### Aim
Gather every row below that contains the word "rear" and copy each one out in full. Case counts.
══════════════════════════════
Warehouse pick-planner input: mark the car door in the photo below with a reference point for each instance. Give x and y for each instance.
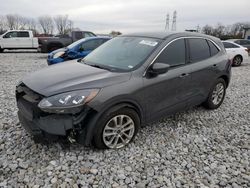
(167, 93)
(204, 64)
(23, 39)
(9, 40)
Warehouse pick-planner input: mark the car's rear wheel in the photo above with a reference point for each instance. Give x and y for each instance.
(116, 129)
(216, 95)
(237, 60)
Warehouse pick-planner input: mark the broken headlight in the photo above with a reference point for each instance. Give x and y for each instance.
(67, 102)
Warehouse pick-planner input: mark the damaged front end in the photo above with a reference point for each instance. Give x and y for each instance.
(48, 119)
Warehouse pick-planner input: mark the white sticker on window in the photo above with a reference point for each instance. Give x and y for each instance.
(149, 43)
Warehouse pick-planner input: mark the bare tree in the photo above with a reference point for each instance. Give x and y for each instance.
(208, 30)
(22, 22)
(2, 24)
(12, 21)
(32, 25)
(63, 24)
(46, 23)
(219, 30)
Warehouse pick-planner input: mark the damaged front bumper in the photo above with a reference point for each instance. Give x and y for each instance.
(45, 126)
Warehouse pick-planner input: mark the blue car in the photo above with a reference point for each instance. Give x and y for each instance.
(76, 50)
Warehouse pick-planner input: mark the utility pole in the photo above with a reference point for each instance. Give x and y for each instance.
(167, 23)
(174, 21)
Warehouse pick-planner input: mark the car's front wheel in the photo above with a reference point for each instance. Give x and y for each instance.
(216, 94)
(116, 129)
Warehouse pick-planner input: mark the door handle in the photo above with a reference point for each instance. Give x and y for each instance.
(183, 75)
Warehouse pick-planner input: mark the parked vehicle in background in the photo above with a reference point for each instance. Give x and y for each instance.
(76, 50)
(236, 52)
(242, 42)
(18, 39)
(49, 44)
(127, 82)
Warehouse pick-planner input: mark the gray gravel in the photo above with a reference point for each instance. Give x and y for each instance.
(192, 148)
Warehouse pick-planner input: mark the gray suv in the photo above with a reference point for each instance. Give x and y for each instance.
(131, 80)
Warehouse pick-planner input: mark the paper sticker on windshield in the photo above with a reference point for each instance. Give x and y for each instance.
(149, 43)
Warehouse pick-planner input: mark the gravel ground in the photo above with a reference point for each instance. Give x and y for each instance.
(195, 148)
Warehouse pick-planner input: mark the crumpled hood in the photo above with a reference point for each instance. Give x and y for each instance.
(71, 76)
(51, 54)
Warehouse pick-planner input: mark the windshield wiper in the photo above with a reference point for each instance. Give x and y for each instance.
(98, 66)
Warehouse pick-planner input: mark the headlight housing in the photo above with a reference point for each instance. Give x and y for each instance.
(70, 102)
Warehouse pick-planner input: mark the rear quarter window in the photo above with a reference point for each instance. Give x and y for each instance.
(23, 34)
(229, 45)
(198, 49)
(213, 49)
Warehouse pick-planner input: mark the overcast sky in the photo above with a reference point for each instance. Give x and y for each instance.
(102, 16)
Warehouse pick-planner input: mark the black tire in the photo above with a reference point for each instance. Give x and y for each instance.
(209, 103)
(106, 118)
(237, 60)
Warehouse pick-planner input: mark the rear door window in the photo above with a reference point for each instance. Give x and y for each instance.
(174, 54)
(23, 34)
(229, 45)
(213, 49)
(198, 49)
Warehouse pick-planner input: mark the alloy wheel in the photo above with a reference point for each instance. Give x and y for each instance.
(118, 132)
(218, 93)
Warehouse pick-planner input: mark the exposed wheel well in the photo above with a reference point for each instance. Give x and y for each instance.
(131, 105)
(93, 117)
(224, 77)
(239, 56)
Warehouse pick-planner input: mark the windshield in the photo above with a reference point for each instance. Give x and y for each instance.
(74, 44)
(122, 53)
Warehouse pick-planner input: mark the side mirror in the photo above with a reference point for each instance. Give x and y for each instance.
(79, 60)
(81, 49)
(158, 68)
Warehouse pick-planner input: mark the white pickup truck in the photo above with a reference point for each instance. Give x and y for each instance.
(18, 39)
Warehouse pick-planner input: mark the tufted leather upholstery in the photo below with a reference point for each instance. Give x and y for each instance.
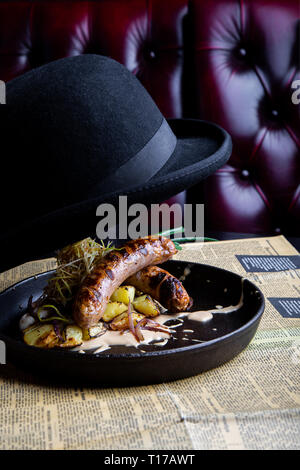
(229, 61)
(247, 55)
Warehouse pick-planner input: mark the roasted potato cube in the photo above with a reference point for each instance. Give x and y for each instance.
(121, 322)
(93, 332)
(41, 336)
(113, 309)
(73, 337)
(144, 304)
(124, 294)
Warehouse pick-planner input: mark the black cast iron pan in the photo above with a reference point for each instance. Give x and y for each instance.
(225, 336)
══════════════════════════════
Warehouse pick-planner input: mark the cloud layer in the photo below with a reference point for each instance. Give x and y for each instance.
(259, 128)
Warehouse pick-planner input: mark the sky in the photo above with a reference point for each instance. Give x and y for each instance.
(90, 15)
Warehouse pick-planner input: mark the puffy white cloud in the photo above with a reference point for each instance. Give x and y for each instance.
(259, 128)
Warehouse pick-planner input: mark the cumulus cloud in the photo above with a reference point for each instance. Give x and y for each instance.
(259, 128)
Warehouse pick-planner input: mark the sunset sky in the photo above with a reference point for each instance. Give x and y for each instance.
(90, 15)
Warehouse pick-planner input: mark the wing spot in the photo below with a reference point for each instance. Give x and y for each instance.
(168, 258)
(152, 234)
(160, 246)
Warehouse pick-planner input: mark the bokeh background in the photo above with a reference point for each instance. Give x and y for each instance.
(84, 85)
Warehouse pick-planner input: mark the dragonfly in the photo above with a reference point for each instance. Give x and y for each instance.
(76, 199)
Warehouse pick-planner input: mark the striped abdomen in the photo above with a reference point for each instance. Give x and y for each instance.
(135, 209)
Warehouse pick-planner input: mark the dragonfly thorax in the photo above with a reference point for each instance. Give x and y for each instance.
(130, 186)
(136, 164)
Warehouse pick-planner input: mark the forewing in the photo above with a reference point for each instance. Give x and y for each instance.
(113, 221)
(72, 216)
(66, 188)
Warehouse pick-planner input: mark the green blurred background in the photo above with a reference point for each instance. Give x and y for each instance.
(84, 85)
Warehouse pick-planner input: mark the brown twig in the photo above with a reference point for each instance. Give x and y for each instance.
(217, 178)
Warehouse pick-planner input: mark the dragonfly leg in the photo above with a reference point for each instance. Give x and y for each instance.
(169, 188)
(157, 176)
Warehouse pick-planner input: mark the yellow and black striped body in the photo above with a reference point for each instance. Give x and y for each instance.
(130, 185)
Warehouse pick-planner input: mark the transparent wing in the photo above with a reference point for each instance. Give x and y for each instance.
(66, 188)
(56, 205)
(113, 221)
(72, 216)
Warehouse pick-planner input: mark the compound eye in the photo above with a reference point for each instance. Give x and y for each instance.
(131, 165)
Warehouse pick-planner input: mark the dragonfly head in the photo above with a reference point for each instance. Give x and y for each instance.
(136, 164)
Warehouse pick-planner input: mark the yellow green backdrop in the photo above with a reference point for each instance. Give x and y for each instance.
══════════════════════════════
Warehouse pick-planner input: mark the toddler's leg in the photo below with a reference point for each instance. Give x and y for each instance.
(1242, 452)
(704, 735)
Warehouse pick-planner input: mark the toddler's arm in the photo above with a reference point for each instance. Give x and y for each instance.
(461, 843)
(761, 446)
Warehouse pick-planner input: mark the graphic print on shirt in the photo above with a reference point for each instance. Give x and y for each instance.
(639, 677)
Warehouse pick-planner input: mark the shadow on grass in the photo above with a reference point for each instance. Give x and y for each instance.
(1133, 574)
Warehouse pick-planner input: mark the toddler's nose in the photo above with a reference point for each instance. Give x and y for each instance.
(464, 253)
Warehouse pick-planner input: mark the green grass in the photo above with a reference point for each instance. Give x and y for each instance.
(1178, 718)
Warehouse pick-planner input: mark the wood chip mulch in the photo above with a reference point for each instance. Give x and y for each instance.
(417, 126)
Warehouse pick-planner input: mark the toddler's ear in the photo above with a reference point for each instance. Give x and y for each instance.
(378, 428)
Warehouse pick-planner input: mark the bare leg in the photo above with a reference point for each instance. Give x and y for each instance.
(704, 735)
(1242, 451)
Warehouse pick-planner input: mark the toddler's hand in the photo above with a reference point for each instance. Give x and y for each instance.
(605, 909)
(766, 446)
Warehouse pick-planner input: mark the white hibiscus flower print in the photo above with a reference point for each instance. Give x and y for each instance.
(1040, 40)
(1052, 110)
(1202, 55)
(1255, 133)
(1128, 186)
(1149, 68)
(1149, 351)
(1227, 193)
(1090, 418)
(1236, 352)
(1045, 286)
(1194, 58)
══════════════════════════════
### The answer
Warehouse pick-planner input: mark the car's rear wheel in the photo above with a reference point for each instance. Give x and y for each instance.
Warehouse pick-planner input: mark the rear quarter window in the photo above with a reference point for each instance. Give x and y for each instance.
Warehouse pick-planner input: mark the rear door window in the photo above with a reference point for each instance. Give x and y for each instance.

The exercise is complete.